Answer these questions from the article on paying for a car:
(a) On which channel does the article say Classic Restos airs?
(b) What does paying cash let a buyer avoid?
(c) What downside of paying for a car in full with cash does the article give?

## SELECTED TEXT
= = = =

Cash, Redraw Equity, Credit Card or Car Loan?
With TV shows like Top Gear, Pimp my Ride and Classic Restos on Brisbane’s beloved Briz 31, we are dazzled by some of the most beautiful, technologically advanced and most powerful cars on the market.
We create an emotional connection to these cars and imagine ourselves getting behind the wheel to fly down the open road. Some people even pin up their favourite car posters to their wall and had a collection of matchbox cars as kids (or adults). I know I certainly did.
It is no wonder that when we are in the market for a new or used vehicle, we start thinking about shopping for the car and its features rather than first considering how we are going to pay for it in the first place.
Should we apply for a car loan? Pay for it on a credit card and forget about dining out for the next 2 years or should we whack it on our home loan and pay it off over 2-3 decades? Alternatively, if you have the savings, should you pay for it with your hard earned cash?
Let’s take a look at the pros and cons of each option and the many different ways to pay for your vehicle.
Wouldn’t we all love to have a stockpile of cash like Scrooge McDuck to dive and swim through? The reality is that most average Aussies don’t have a spare few tens of thousands to cover the cost of a car.
It is a very impressive feat to pay off a car in full and we definitely applaud anyone who has done so, however there are a few ups and downs to consider.
PRO – The benefit of paying cash is that you will avoid paying any fees and interest associated with using a credit card or car loan direct from the bank.
Another benefit to paying cash is that when it comes to selling the car in the future, the process will be less complicated as the car will be fully owned by you from the start rather than being owned by the lender up until final payment.
CON – One downside to paying off a car with cash in full is that it won’t help toward your credit score for when you wish to take out a loan in the future. Paying off a car loan can help show banks and lending institutions that you are trustworthy and will have an impact on your ability to obtain finance down the track.

= = = =

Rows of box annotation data
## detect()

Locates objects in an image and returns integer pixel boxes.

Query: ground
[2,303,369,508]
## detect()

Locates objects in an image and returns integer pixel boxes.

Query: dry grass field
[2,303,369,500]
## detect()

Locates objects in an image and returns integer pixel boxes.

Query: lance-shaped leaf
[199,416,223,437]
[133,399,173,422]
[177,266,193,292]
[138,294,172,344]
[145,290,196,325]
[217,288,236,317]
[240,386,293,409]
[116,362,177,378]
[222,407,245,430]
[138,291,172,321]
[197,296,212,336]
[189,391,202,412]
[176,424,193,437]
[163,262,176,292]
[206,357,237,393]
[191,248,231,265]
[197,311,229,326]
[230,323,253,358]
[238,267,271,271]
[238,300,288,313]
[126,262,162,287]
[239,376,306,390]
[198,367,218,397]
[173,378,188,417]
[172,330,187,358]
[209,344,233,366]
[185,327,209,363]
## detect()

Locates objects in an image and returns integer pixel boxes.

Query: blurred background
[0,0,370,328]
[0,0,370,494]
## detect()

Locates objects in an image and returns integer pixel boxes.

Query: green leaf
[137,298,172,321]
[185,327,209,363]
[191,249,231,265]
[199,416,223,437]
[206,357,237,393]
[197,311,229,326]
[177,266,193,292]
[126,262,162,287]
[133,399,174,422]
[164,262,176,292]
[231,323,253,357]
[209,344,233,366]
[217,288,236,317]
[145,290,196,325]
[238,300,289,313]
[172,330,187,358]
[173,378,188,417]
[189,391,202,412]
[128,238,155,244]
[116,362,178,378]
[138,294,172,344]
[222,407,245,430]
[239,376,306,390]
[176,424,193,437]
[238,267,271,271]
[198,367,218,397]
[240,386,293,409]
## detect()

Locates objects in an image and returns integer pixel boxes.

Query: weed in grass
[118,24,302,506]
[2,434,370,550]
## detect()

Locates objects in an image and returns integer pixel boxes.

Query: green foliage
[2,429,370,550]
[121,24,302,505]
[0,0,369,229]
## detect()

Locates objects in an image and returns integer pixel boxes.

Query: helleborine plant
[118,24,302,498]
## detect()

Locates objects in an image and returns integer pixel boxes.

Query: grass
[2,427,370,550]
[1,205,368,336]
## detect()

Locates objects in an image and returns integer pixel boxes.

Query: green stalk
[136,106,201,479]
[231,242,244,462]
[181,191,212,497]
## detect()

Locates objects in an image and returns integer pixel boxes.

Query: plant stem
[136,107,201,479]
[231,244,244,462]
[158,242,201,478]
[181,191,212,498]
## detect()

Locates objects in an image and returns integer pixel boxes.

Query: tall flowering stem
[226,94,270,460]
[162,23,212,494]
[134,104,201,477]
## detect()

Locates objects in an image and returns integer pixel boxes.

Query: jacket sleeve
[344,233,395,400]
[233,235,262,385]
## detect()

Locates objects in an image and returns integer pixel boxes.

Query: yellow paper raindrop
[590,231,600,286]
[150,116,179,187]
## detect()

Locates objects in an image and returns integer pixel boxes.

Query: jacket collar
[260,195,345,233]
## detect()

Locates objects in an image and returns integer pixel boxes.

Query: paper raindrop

= = = =

## FINISHED ANSWER
(a) Briz 31, Brisbane's channel.
(b) Any fees and interest that come with using a credit card or a car loan from the bank.
(c) It won't help your credit score when you want to take out a loan in the future.